# [What needs to be done]
In the records below, find each line with the word "blurred" and copy it.

# [Dataset excerpts]
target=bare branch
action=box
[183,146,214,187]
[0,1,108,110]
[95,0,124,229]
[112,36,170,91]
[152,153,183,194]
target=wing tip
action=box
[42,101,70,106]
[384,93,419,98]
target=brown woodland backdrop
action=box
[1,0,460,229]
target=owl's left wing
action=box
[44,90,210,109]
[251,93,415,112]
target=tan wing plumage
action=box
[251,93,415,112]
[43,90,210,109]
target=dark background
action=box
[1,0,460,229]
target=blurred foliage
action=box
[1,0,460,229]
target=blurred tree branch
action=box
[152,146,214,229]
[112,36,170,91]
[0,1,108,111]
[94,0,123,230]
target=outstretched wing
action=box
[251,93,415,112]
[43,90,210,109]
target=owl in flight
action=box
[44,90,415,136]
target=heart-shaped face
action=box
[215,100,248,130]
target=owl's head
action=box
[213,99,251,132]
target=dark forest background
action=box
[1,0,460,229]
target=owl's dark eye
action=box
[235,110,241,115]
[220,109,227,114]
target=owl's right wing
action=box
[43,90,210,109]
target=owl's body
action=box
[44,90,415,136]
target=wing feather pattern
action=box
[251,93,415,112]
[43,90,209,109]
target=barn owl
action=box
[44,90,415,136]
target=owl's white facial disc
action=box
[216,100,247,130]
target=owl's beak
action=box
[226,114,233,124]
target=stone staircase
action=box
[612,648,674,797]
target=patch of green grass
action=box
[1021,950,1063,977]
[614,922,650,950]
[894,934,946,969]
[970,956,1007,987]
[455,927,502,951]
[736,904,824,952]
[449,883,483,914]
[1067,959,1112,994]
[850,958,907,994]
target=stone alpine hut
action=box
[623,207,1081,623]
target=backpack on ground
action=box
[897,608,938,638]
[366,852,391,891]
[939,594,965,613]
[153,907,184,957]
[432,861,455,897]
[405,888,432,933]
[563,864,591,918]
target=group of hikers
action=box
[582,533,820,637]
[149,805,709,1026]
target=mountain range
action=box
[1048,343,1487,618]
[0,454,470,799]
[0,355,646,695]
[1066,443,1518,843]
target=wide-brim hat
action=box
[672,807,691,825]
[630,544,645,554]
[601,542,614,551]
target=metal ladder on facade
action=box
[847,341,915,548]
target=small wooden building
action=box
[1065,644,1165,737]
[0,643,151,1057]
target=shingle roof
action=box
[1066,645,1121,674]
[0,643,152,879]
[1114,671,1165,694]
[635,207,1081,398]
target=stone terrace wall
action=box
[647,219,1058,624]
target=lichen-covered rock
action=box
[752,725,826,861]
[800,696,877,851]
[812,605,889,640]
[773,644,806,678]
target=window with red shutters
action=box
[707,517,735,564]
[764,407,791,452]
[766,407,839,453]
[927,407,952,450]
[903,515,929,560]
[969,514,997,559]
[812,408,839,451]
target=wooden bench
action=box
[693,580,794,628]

# [Completed exercise]
target=blurred foliage
target=blurred tree branch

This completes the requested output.